>> BEGIN

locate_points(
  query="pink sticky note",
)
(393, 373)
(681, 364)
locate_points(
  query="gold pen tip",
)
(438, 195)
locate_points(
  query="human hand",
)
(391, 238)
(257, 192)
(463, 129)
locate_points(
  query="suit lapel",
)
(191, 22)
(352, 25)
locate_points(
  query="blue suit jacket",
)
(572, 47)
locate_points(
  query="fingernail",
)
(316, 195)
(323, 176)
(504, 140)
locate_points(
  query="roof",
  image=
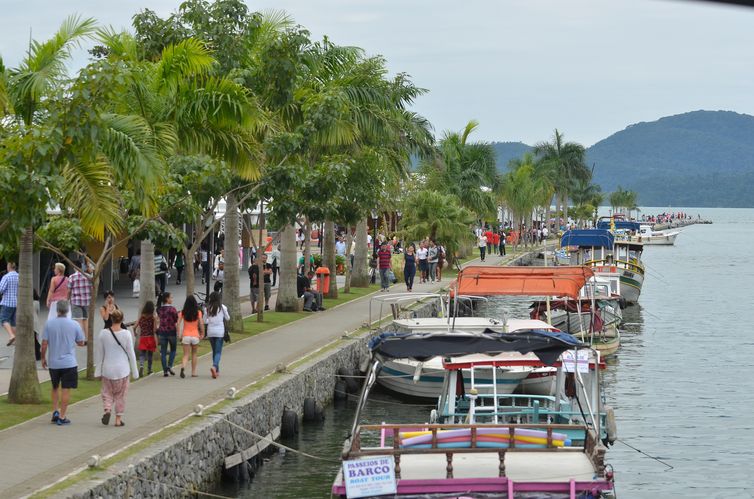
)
(521, 281)
(546, 345)
(596, 238)
(619, 224)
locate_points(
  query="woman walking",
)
(217, 314)
(192, 331)
(409, 267)
(146, 328)
(114, 361)
(106, 310)
(57, 291)
(166, 332)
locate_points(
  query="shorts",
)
(79, 312)
(66, 378)
(8, 314)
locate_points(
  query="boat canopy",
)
(588, 238)
(521, 281)
(546, 345)
(619, 225)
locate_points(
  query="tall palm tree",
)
(94, 151)
(427, 213)
(568, 160)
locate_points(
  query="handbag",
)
(226, 332)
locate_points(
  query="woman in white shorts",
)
(191, 331)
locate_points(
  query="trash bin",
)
(323, 280)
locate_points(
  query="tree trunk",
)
(360, 271)
(146, 278)
(24, 383)
(260, 265)
(287, 296)
(328, 257)
(307, 245)
(347, 266)
(91, 309)
(232, 271)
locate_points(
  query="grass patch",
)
(13, 414)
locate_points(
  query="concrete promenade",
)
(37, 453)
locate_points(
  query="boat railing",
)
(353, 447)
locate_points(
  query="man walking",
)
(60, 336)
(80, 294)
(9, 291)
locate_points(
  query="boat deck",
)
(520, 466)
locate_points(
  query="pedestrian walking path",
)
(37, 453)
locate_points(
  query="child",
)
(146, 328)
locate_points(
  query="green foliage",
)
(62, 232)
(438, 216)
(464, 169)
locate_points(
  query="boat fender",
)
(610, 426)
(433, 417)
(341, 392)
(288, 423)
(352, 386)
(310, 409)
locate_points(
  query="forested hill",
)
(701, 158)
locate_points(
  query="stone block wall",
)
(193, 458)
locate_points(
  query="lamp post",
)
(374, 239)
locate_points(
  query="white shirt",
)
(215, 327)
(110, 361)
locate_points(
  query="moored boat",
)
(498, 459)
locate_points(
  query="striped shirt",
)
(81, 289)
(9, 289)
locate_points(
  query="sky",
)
(520, 67)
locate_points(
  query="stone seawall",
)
(193, 458)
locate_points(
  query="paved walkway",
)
(37, 453)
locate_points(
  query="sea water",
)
(682, 384)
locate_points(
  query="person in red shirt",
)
(384, 257)
(489, 234)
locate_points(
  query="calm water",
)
(681, 386)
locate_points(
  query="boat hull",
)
(398, 376)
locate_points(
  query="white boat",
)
(477, 444)
(424, 379)
(656, 238)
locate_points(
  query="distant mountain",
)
(701, 158)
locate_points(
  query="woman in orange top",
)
(191, 330)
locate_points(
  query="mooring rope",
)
(272, 442)
(191, 491)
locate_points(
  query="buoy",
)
(289, 423)
(611, 428)
(341, 392)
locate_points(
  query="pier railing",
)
(353, 447)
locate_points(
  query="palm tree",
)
(568, 162)
(464, 169)
(427, 213)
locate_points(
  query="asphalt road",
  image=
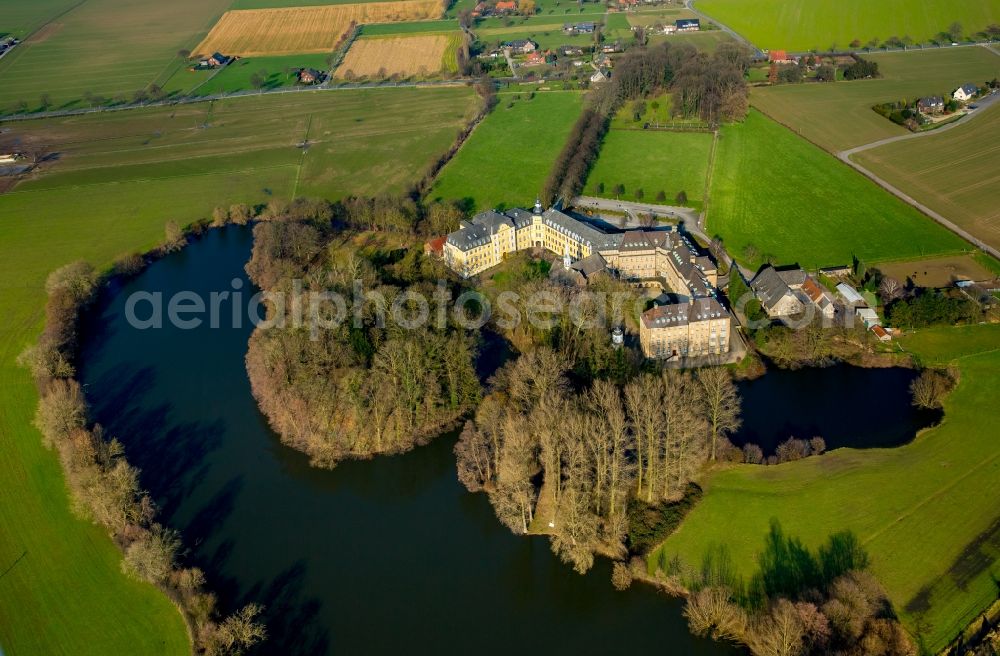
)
(990, 103)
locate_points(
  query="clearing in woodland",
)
(289, 30)
(400, 55)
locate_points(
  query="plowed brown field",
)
(304, 29)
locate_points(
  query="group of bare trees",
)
(104, 487)
(569, 172)
(364, 385)
(566, 464)
(799, 603)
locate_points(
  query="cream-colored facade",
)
(696, 325)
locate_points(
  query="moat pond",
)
(379, 556)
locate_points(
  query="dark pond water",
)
(384, 556)
(845, 405)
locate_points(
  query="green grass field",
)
(956, 173)
(839, 116)
(507, 158)
(926, 512)
(652, 161)
(104, 47)
(704, 41)
(546, 30)
(268, 4)
(801, 25)
(541, 22)
(22, 18)
(277, 72)
(665, 16)
(120, 178)
(550, 37)
(616, 26)
(411, 27)
(796, 203)
(352, 149)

>> END

Reproduce the material in its entirety and word for word, without the pictures.

locate_points(
  query="pink sticky note",
)
(393, 373)
(681, 364)
locate_points(
  query="gold pen tip",
)
(438, 195)
locate_points(
  query="human hand",
)
(391, 238)
(257, 192)
(463, 129)
locate_points(
  query="suit lapel",
)
(191, 22)
(352, 25)
locate_points(
  query="blue suit jacket",
)
(572, 47)
locate_points(
  query="fingernail",
)
(316, 195)
(323, 176)
(504, 140)
locate_points(
  query="roof",
  image=
)
(521, 281)
(546, 345)
(596, 238)
(619, 224)
locate_points(
  query="woman walking",
)
(217, 314)
(192, 331)
(409, 267)
(146, 328)
(114, 361)
(106, 310)
(57, 291)
(166, 332)
locate_points(
  query="shorts",
)
(79, 312)
(66, 378)
(8, 314)
locate_points(
  query="boat canopy",
)
(588, 238)
(521, 281)
(546, 345)
(619, 225)
locate_points(
  query="tall palm tree",
)
(94, 151)
(427, 213)
(568, 160)
locate_points(
  query="handbag",
)
(226, 332)
locate_points(
  query="woman in white shorts",
)
(191, 331)
locate_points(
  query="trash bin",
)
(323, 280)
locate_points(
  query="tree trunk",
)
(360, 271)
(146, 278)
(24, 383)
(260, 265)
(287, 296)
(328, 257)
(307, 245)
(347, 266)
(91, 309)
(232, 271)
locate_points(
  query="grass patch",
)
(13, 414)
locate_points(
  query="concrete promenade",
)
(37, 453)
locate_points(
  query="boat railing",
)
(353, 447)
locate_points(
  query="man walking",
)
(60, 336)
(80, 294)
(9, 291)
locate_points(
  query="boat deck",
)
(520, 466)
locate_points(
  query="pedestrian walking path",
)
(37, 453)
locate_points(
  query="child",
)
(146, 328)
locate_points(
  query="green foliage",
)
(62, 232)
(438, 216)
(464, 169)
locate_points(
  query="boat fender",
)
(610, 426)
(433, 417)
(341, 392)
(288, 423)
(352, 386)
(310, 409)
locate_points(
  query="forested hill",
)
(701, 158)
locate_points(
  query="stone block wall",
)
(193, 458)
locate_points(
  query="lamp post",
)
(374, 239)
locate_points(
  query="white shirt",
)
(215, 327)
(110, 361)
locate_points(
  query="moored boat",
)
(498, 459)
locate_points(
  query="striped shirt",
)
(81, 289)
(9, 289)
locate_points(
  query="sky",
)
(520, 67)
locate_points(
  query="stone seawall",
)
(193, 458)
locate_points(
  query="paved walkway",
)
(37, 453)
locate_points(
  query="sea water",
)
(682, 384)
locate_points(
  query="person in red shirt",
)
(384, 257)
(489, 234)
locate_points(
  query="calm water",
)
(681, 386)
locate_points(
  query="boat hull",
)
(398, 376)
locate_points(
  query="white boat",
)
(477, 444)
(424, 379)
(656, 238)
locate_points(
  query="distant mountain",
)
(701, 158)
locate_points(
  query="woman in orange top",
)
(191, 330)
locate_points(
  query="mooring rope",
)
(272, 442)
(191, 491)
locate_points(
  query="buoy",
)
(289, 423)
(611, 428)
(341, 392)
locate_points(
  query="pier railing",
)
(353, 447)
locate_points(
  query="palm tree",
)
(568, 162)
(464, 169)
(427, 213)
locate_points(
  query="asphalt road",
  image=
)
(990, 103)
locate_points(
  query="clearing in woodland",
)
(289, 30)
(400, 55)
locate_points(
  query="plowed brown field",
)
(304, 29)
locate_points(
  query="group of bare trees",
)
(104, 487)
(569, 172)
(364, 385)
(566, 464)
(799, 603)
locate_points(
  query="cream-colored facade",
)
(696, 325)
locate_points(
  query="moat pond",
)
(379, 556)
locate_points(
  query="dark pond water",
)
(384, 556)
(845, 405)
locate_points(
  query="green grass field",
)
(956, 173)
(839, 116)
(507, 158)
(926, 512)
(652, 161)
(104, 47)
(704, 41)
(546, 30)
(268, 4)
(801, 25)
(541, 22)
(22, 18)
(277, 72)
(665, 16)
(120, 178)
(550, 37)
(616, 26)
(411, 27)
(796, 203)
(352, 149)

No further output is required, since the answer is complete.